= European Film Fund =

The European Film Fund (EFF), also known as the European Relief Fund, was a non-profit organization established by the talent agent and producer Paul Kohner.

== History ==
The European Film Fund was founded on November 5, 1938 on the initiative of Paul Kohner, Ernst Lubitsch, and Universal Pictures studio head, Carl Laemmle. Founder members were William Dieterle, Bruno Frank, Felix Jackson, Salka Viertel and Ernst Lubitsch. The Domicile of the EFF was Paul Kohner Talent Agency and president was Ernst Lubitsch, because he was considered the best known European filmmaker in Hollywood. The organisation was founded to help European emigrants who needed Affidavits, money or jobs. That is why, Liesl Frank, Bruno Frank's wife, worked together with the Emergency Rescue Committee.

* Records
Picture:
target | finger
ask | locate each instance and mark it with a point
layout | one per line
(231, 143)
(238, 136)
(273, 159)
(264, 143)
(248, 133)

* Written instruction
Could you continue the European Film Fund history above, starting right after its final sentence?

* Right answer
The fund collected and distributed money, some filmmakers donated one percent of their fees. For example, Michael Curtiz and William Wyler, both Jewish and, respectively, of Hungarian and Swiss-German origin, were especially generous. Furthermore, there were earnings from benefit performances.

In the early 1940s the fund earned about $40,000. Some persons were supported by credits, others by donations. Several beneficiaries of the EFF got jobs in the film industry (esp. at Metro-Goldwyn-Mayer and Warner Bros.) as screenwriters. These jobs weren't paid very well but they often were the precondition for getting visas. Many European filmmakers couldn't repay the money, because they didn't find well paid jobs.
The more clear-headed émigrés understood very soon that these salaries paid them by Hollywood were fictitious, at least when the realized that, while they earned $100 or $200 a week for completely useless work, a real screen writer earned $3,500. It was quite symbolic that once their contracts expired[…].
EFF was closed in 1948.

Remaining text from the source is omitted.